[Input for this task]
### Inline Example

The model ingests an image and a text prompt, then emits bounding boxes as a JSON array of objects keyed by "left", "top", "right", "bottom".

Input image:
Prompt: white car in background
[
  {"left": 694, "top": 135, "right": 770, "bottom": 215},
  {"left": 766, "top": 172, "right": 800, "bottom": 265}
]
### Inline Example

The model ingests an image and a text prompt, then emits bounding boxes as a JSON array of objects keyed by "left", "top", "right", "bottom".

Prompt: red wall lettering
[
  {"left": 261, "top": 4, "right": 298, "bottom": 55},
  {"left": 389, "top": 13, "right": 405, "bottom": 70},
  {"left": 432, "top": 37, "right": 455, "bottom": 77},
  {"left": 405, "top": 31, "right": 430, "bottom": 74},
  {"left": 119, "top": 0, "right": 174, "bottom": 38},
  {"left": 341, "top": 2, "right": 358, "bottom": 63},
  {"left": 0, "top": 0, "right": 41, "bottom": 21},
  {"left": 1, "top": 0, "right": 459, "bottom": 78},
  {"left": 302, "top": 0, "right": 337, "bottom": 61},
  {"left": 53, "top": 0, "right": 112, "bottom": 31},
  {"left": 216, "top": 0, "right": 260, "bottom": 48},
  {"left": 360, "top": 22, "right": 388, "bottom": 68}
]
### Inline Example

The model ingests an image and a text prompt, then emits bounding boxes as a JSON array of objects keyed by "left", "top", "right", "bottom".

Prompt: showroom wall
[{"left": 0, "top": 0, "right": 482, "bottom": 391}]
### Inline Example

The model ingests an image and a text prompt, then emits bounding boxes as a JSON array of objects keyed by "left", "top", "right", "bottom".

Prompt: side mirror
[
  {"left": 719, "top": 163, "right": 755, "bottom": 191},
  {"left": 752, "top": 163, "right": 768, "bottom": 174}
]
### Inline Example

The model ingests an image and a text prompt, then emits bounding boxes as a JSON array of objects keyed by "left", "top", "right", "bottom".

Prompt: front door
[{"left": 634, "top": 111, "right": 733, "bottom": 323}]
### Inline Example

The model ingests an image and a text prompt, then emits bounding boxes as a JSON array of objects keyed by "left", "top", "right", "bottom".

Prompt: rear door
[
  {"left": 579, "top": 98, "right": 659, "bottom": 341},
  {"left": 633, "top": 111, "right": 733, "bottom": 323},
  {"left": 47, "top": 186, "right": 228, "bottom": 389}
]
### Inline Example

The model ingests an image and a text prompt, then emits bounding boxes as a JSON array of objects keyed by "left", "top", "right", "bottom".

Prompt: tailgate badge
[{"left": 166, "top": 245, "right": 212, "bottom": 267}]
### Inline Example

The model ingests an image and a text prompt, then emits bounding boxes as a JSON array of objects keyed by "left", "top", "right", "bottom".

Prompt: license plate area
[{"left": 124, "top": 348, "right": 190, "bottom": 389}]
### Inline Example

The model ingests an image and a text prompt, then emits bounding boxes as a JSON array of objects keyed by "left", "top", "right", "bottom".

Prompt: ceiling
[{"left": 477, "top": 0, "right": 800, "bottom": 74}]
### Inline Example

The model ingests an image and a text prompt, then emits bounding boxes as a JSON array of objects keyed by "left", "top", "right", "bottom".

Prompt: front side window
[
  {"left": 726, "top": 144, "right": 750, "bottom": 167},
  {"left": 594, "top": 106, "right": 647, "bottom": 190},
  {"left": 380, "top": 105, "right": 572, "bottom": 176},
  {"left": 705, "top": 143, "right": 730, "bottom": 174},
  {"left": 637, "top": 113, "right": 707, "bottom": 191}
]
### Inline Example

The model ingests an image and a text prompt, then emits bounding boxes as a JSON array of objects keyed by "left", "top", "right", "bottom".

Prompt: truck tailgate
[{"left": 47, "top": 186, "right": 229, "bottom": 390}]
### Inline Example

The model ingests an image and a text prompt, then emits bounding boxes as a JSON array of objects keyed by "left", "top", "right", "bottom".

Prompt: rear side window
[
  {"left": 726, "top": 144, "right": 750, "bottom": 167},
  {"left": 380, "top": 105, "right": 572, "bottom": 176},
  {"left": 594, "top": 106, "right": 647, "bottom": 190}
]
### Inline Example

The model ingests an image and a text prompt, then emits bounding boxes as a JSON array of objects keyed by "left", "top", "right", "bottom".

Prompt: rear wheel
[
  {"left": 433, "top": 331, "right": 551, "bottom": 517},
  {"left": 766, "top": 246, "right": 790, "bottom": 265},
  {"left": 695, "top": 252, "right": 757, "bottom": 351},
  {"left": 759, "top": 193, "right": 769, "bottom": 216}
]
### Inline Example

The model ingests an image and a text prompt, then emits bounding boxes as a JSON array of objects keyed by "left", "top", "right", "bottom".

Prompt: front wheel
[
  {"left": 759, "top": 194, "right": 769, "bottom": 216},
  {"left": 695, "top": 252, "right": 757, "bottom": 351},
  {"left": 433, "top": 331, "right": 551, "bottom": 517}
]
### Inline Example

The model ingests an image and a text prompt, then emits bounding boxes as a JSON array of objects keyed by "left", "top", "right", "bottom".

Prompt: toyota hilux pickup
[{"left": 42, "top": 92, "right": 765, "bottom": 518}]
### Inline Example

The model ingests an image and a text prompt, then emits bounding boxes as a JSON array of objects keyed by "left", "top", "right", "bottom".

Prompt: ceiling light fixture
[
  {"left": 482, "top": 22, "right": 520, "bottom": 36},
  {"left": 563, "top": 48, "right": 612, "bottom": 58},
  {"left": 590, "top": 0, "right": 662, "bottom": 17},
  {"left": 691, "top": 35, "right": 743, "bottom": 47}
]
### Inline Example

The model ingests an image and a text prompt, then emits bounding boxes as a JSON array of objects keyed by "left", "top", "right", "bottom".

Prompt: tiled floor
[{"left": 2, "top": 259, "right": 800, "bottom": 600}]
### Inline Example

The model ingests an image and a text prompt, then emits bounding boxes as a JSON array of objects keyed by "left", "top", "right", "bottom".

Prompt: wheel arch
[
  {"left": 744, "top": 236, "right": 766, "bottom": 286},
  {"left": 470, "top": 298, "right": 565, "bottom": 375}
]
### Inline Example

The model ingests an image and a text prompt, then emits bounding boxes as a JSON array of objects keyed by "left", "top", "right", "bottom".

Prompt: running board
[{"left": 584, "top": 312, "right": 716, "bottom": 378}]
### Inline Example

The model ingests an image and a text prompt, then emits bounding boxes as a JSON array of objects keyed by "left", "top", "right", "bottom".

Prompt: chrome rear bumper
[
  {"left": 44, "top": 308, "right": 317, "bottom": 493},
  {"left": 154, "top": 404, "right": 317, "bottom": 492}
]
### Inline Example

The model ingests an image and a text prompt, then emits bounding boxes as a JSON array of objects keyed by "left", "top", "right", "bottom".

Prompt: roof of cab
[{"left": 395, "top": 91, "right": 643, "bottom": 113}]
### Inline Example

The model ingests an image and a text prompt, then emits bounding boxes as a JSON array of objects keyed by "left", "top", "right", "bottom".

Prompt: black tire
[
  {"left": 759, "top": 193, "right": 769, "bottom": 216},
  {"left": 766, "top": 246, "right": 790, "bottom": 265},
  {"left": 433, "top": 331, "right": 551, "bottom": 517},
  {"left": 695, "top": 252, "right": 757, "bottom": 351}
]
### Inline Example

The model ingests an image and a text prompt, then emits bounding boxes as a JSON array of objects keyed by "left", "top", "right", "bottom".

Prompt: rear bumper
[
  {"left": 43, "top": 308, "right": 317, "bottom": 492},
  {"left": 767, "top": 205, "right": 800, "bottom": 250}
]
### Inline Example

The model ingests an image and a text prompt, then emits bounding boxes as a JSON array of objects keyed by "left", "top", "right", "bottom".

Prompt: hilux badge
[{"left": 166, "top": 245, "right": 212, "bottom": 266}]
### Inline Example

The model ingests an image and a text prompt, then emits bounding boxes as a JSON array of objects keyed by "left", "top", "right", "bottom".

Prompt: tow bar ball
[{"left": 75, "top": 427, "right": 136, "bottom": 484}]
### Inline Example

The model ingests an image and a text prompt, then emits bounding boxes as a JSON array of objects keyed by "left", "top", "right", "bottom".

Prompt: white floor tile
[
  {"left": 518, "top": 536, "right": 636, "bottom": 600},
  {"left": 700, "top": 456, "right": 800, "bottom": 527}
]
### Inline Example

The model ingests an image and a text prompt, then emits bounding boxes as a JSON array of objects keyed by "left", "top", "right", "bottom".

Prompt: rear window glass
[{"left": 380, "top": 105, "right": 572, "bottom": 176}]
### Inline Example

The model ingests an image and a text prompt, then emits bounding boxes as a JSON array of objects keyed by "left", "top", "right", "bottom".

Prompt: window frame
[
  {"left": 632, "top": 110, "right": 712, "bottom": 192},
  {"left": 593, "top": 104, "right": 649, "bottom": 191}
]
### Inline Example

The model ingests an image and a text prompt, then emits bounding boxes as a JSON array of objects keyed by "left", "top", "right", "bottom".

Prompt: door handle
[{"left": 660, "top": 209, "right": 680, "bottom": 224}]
[/Input for this task]
*Work instructions:* Tail of the listing, starting at the line with "Prompt: window frame" and ending at the last line: output it exactly and add nothing.

*Finished exercise:*
Prompt: window frame
[
  {"left": 632, "top": 110, "right": 712, "bottom": 192},
  {"left": 593, "top": 104, "right": 649, "bottom": 191}
]
### Inline Example

The model ingests an image and a text prompt, then emits bounding boxes as a JSON array of objects keyed by "left", "top", "right", "bottom".

Prompt: door handle
[{"left": 660, "top": 209, "right": 680, "bottom": 224}]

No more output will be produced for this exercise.